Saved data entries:
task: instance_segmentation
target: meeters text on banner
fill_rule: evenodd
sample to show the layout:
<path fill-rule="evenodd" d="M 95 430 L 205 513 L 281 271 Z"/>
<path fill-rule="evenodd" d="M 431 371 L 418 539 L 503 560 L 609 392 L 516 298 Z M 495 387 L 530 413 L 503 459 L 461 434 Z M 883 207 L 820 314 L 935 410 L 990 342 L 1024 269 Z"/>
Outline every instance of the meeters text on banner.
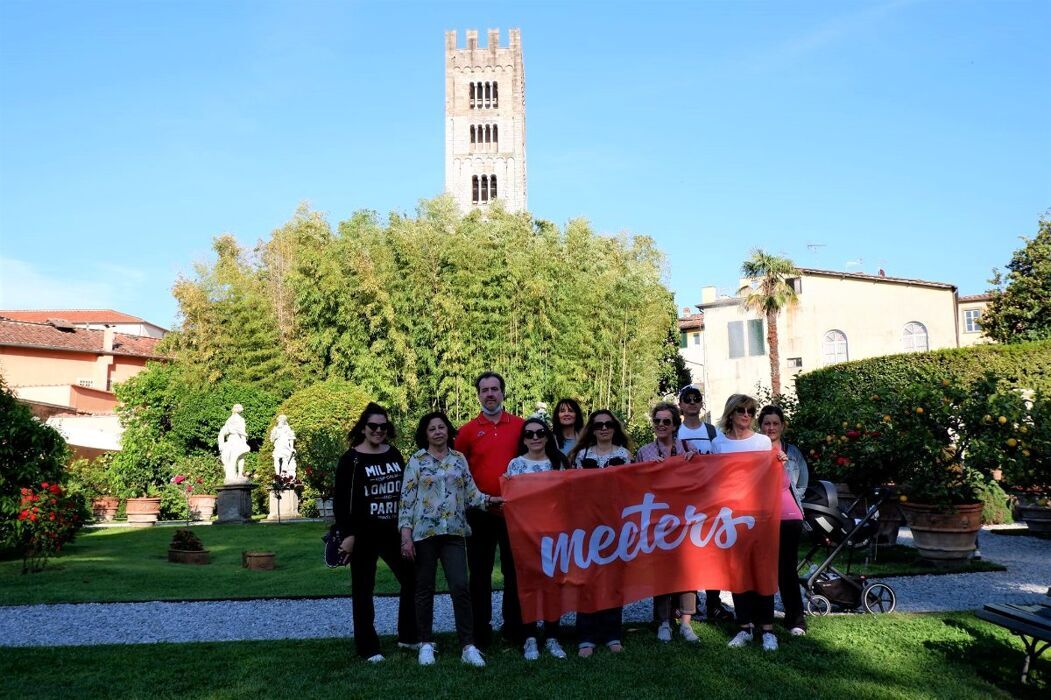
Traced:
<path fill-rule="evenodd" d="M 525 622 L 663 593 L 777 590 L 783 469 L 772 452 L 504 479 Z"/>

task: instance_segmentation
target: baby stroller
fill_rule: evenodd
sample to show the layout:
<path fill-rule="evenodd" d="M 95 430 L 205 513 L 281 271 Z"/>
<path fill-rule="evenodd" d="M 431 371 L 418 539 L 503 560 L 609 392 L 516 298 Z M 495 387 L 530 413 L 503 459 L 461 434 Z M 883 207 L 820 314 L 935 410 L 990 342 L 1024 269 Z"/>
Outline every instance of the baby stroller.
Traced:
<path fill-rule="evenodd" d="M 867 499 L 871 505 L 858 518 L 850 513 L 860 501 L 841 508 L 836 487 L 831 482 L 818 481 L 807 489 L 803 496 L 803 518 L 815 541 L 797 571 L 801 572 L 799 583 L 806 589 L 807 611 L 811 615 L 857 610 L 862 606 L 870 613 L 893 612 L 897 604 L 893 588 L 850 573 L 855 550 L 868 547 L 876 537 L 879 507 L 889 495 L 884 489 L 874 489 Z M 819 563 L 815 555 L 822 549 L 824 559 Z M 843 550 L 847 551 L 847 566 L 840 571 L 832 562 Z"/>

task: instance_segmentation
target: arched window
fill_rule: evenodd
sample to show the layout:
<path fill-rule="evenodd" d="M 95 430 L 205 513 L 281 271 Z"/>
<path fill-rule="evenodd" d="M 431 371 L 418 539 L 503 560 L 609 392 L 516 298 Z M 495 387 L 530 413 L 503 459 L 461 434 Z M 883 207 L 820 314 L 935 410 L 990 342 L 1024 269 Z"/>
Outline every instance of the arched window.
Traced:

▶ [How to complete this task] Where the word "baby" occurs in a line of the entries above, count that line, and reply with the total only.

▶ [Finished exercise] 2